Start of Exercise inputs
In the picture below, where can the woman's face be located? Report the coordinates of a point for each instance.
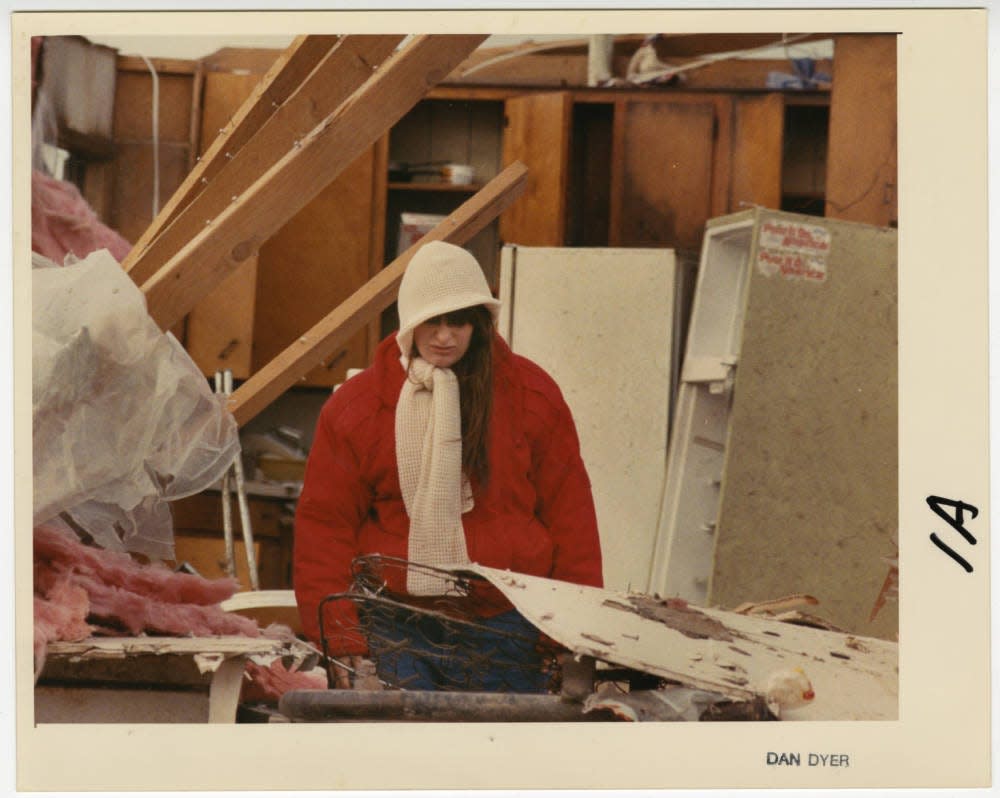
(441, 341)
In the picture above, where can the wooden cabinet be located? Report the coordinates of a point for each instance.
(606, 168)
(537, 133)
(199, 539)
(861, 182)
(662, 173)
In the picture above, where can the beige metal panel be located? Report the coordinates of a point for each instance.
(601, 322)
(809, 494)
(683, 555)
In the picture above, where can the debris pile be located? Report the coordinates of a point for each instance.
(81, 590)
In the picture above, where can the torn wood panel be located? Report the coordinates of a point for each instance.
(337, 75)
(118, 647)
(301, 174)
(854, 678)
(276, 86)
(374, 296)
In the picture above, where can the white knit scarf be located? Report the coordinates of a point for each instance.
(429, 457)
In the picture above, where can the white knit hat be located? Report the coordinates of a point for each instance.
(440, 278)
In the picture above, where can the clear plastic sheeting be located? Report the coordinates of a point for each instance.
(123, 420)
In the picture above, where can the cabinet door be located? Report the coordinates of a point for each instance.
(537, 134)
(861, 171)
(661, 174)
(758, 134)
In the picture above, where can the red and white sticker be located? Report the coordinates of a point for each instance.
(794, 251)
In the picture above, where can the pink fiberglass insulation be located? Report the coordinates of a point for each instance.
(62, 615)
(268, 683)
(121, 592)
(120, 570)
(143, 613)
(63, 222)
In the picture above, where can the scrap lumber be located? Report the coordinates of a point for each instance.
(333, 79)
(287, 72)
(374, 296)
(282, 191)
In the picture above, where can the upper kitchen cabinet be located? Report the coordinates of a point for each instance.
(664, 172)
(861, 181)
(537, 133)
(311, 265)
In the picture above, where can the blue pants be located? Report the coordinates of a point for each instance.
(420, 652)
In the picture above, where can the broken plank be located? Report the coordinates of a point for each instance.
(278, 83)
(854, 677)
(301, 174)
(374, 296)
(118, 647)
(334, 78)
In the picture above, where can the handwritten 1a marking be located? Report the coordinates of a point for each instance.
(951, 552)
(956, 522)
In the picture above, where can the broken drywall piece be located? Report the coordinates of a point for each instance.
(739, 656)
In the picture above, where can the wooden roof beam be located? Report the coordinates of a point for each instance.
(329, 82)
(284, 189)
(372, 298)
(291, 67)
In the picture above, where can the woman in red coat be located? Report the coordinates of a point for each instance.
(449, 449)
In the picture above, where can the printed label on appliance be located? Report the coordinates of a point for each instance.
(793, 250)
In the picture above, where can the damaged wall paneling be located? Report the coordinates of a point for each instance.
(619, 396)
(854, 678)
(804, 425)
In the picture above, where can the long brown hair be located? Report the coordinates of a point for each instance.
(475, 391)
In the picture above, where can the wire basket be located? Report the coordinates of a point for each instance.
(433, 642)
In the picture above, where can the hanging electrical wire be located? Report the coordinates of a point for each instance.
(156, 135)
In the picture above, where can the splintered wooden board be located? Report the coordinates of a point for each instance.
(854, 678)
(601, 322)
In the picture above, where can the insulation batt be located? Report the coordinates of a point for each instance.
(267, 683)
(63, 222)
(74, 582)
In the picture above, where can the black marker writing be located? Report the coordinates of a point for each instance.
(957, 522)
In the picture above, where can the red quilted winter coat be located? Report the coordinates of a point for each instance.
(536, 515)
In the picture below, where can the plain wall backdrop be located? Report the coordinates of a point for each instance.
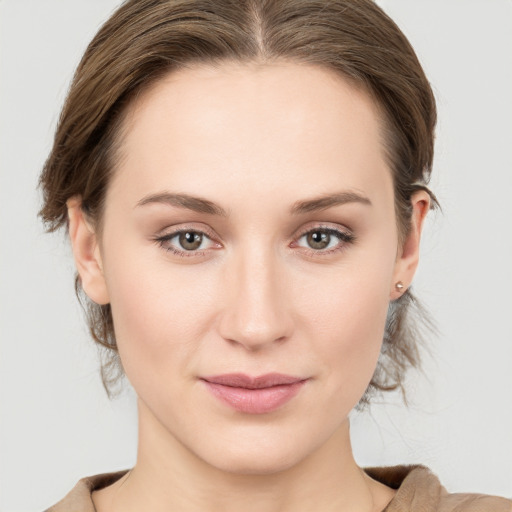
(56, 423)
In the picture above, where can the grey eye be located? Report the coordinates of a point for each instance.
(318, 239)
(190, 240)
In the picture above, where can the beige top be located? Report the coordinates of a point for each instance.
(418, 490)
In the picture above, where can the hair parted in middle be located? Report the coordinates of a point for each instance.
(145, 40)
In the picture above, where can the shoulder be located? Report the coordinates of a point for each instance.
(418, 489)
(79, 498)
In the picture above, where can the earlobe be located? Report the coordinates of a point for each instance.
(408, 256)
(86, 253)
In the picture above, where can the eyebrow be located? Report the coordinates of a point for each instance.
(196, 204)
(201, 205)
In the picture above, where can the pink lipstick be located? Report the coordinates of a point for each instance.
(254, 395)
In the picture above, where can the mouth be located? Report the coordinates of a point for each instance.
(254, 395)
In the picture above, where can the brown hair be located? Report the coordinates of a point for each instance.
(146, 39)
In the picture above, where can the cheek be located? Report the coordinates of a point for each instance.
(347, 325)
(160, 313)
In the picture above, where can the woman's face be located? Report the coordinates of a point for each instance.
(249, 228)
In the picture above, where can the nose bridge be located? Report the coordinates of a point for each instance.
(255, 313)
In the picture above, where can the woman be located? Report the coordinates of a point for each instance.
(246, 286)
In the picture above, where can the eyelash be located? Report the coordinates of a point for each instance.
(343, 237)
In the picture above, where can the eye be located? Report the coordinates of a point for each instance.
(186, 242)
(324, 240)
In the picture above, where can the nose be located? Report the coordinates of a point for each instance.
(256, 312)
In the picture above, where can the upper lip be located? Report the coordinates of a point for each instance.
(240, 380)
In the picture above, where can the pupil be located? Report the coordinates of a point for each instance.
(190, 240)
(319, 240)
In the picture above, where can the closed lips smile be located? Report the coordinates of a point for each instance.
(257, 395)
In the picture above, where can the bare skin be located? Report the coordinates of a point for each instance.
(256, 296)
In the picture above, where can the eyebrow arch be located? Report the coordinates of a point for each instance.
(197, 204)
(327, 201)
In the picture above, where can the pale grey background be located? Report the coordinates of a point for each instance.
(56, 422)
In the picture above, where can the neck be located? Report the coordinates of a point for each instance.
(168, 476)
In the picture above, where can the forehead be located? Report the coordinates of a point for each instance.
(253, 125)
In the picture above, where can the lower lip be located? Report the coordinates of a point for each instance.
(255, 401)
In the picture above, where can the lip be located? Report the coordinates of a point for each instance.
(254, 395)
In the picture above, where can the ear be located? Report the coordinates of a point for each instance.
(408, 254)
(86, 253)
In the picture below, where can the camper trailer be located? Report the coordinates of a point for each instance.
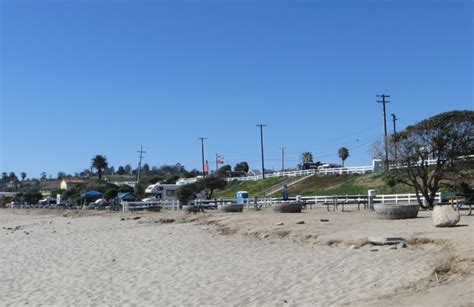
(162, 191)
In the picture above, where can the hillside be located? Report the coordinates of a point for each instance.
(353, 184)
(254, 188)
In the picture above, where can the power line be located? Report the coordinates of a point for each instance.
(141, 152)
(202, 154)
(261, 148)
(384, 101)
(283, 159)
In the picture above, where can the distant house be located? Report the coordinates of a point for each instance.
(254, 172)
(48, 187)
(128, 196)
(67, 184)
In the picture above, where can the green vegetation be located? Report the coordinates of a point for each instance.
(352, 184)
(254, 188)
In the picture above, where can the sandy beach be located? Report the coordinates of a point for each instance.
(50, 257)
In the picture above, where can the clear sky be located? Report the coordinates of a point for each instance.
(80, 78)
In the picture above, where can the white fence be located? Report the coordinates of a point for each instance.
(321, 171)
(142, 205)
(330, 199)
(403, 198)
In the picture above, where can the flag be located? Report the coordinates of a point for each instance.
(220, 159)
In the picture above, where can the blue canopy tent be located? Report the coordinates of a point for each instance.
(90, 194)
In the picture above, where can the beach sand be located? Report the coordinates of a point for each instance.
(50, 257)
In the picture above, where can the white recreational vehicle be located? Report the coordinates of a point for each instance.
(162, 191)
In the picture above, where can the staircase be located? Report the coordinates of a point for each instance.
(289, 182)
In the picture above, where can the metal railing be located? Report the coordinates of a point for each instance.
(320, 171)
(149, 205)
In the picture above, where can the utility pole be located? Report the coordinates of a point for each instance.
(283, 159)
(141, 152)
(261, 148)
(383, 102)
(394, 119)
(202, 155)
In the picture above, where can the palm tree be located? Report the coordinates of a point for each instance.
(99, 162)
(343, 154)
(306, 157)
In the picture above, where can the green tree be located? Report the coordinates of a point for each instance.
(145, 169)
(212, 183)
(121, 170)
(306, 157)
(343, 153)
(99, 162)
(448, 138)
(224, 171)
(242, 167)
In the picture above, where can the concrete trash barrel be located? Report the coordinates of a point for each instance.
(396, 212)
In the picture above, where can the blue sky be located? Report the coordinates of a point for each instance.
(80, 78)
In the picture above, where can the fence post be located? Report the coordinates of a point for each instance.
(370, 199)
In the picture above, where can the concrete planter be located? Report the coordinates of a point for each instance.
(288, 208)
(396, 212)
(231, 208)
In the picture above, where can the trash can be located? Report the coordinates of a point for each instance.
(242, 197)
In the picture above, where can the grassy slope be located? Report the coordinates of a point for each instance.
(254, 188)
(345, 185)
(333, 185)
(315, 185)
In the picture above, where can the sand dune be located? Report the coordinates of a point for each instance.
(109, 259)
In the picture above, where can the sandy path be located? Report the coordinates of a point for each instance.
(105, 261)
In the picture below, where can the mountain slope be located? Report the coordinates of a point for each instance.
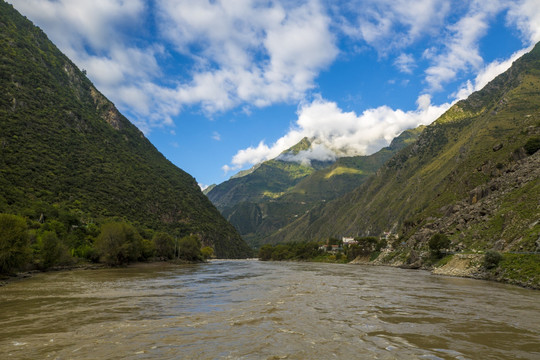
End of Exercise inputs
In the records above, locate the line containing "In the picture above, where can the palm", then copy exactly that line and every line after it through the end, omitting pictures.

▶ _Task response_
In the picture above, where can the palm tree be located? Report the coordinates of a point for each instance.
(99, 162)
(343, 154)
(306, 157)
In the picture above, where can the green tree be located? Report the coordinates of a point for each instance.
(145, 169)
(212, 183)
(121, 170)
(306, 157)
(343, 153)
(99, 162)
(448, 138)
(224, 171)
(242, 167)
In the picture above, where can the concrete trash barrel be located? Report the coordinates of a point for each instance.
(396, 212)
In the picture above, where can the blue sky be located? Report the coordinates of a point for each instance.
(80, 78)
In the picture above, where can the fence post be located? Report the coordinates of a point for each instance.
(370, 199)
In the picture above, where can the concrete planter be located? Report the coordinates of a point for each instance.
(288, 208)
(396, 212)
(231, 208)
In the picture above, where can the trash can be located? Report the coordinates of a point for each instance.
(242, 197)
In the picture above, where can the grassy slope be located? Report the coordinates of a point for each instance.
(254, 188)
(345, 185)
(333, 185)
(315, 185)
In the picture above, where can the sand dune be located? Report the coordinates of a point for each instance.
(109, 259)
In the picture above, where can the sandy path be located? Report the coordinates of a point for each instance.
(105, 261)
In the picture below, where can the mountain slope be located? Report the coordinates of a point for each instance.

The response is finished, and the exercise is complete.